Problem: Rescale the stretch from the line containing "on the utility" through the end of the records, both ends included. Write out every line of it again, multiplying each point coordinate by 1.5 and rounding to whole numbers with halves going up, while all other text stays unchanged.

Listed entries:
——

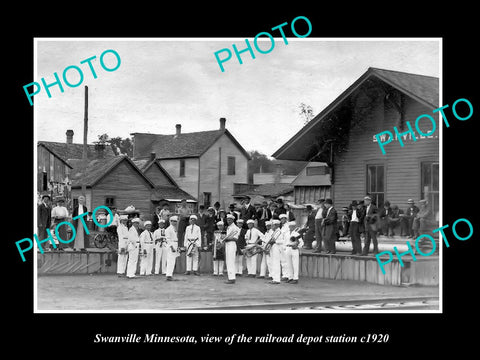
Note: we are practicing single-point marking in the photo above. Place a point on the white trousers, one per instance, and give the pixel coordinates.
(239, 264)
(218, 267)
(293, 262)
(266, 265)
(283, 262)
(132, 262)
(146, 261)
(192, 261)
(122, 263)
(251, 264)
(171, 259)
(230, 250)
(275, 254)
(160, 258)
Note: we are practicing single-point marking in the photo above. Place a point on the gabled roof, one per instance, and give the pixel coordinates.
(271, 190)
(184, 145)
(170, 193)
(424, 89)
(97, 169)
(74, 151)
(303, 179)
(145, 164)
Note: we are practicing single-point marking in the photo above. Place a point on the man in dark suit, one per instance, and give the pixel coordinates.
(330, 226)
(44, 217)
(248, 212)
(371, 225)
(263, 215)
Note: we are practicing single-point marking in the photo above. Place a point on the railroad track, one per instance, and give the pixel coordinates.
(404, 303)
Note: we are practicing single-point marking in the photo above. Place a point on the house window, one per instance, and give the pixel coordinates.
(110, 201)
(430, 186)
(376, 183)
(207, 199)
(182, 167)
(316, 170)
(231, 165)
(44, 181)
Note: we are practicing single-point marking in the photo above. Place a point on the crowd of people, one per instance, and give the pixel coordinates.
(243, 231)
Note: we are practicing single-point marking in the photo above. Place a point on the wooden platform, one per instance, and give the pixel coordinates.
(340, 266)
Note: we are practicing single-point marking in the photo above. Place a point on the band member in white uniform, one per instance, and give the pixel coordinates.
(133, 248)
(293, 253)
(147, 244)
(160, 248)
(240, 246)
(276, 243)
(230, 240)
(266, 265)
(219, 249)
(286, 237)
(122, 232)
(192, 242)
(253, 238)
(172, 246)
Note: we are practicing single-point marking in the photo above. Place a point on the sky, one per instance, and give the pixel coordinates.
(164, 82)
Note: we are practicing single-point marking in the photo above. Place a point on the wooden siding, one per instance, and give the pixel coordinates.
(402, 164)
(56, 169)
(127, 186)
(157, 176)
(209, 174)
(189, 182)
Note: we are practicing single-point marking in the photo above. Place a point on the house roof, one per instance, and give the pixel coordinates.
(74, 151)
(184, 145)
(271, 190)
(97, 169)
(170, 193)
(145, 164)
(424, 89)
(303, 179)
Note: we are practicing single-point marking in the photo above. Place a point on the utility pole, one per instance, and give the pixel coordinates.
(84, 152)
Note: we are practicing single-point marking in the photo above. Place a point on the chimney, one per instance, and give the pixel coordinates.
(222, 123)
(278, 173)
(69, 134)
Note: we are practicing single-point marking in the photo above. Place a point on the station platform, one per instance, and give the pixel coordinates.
(339, 266)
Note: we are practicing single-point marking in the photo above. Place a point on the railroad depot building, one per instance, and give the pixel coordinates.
(343, 136)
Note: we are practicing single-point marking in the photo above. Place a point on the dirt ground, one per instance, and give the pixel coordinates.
(109, 292)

——

Response to this task:
Note: we are practicing single-point marking in the photo above. Place a point on the utility pole, one per instance, and give the pixel coordinates.
(126, 228)
Note: we are practicing single-point marking in the photo above. Place a point on the chimney, one per instance, and give the pixel coordinates.
(333, 185)
(417, 260)
(104, 201)
Note: we are practicing single-point marking in the photo above. Place a point on the station platform, one per instance, and give the pixel coordinates.
(509, 399)
Note: we are practicing single-point marking in the photo above. Place a point on the railroad depot building, one per instance, and give the pixel coordinates.
(515, 204)
Note: we are practicing single-point marking in the photo above. Place a point on the dirt ground, one per instance, and give the pixel coordinates.
(164, 438)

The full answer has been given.